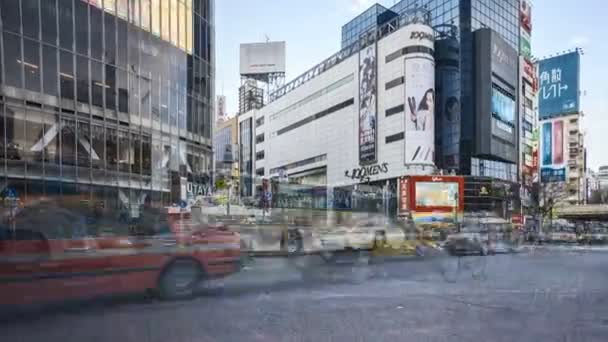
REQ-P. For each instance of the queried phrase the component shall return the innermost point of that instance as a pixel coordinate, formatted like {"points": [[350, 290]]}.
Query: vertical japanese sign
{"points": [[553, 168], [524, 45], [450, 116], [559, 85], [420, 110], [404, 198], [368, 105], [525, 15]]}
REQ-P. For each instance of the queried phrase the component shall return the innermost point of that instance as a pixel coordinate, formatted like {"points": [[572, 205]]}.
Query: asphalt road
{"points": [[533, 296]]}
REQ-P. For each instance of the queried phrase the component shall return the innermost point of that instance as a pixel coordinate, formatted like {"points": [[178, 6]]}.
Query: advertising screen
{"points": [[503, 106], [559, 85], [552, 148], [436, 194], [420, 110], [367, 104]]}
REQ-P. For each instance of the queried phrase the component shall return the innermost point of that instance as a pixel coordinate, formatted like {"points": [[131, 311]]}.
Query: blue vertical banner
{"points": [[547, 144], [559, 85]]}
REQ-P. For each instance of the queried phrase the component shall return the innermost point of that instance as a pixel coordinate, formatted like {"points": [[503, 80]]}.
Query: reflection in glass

◇ ◇ ◇ ◇ ◇ ◇ ◇

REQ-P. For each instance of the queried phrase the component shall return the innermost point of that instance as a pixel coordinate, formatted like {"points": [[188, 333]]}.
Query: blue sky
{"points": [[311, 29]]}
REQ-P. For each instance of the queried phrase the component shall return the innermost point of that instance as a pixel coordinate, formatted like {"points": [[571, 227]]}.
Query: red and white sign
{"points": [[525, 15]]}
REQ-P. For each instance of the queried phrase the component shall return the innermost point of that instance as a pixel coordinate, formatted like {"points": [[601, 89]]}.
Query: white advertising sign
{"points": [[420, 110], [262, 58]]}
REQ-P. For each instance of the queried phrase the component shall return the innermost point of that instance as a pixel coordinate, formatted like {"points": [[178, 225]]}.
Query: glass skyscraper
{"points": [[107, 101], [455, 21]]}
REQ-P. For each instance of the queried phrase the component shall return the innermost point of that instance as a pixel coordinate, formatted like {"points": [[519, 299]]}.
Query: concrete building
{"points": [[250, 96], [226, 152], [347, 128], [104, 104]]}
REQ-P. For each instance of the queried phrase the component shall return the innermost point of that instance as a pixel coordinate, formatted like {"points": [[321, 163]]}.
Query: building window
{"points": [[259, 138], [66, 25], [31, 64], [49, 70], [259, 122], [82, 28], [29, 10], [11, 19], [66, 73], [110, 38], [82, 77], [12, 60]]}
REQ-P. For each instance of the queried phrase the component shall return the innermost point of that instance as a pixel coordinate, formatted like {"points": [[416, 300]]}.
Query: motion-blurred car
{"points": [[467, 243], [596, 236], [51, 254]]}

◇ ◇ ◇ ◇ ◇ ◇ ◇

--- STATED GOAL ---
Find every line in the items above that contains the string "blue" and copy each such line.

--- COMPLETED TASK ---
Query: blue vertical banner
Query: blue sky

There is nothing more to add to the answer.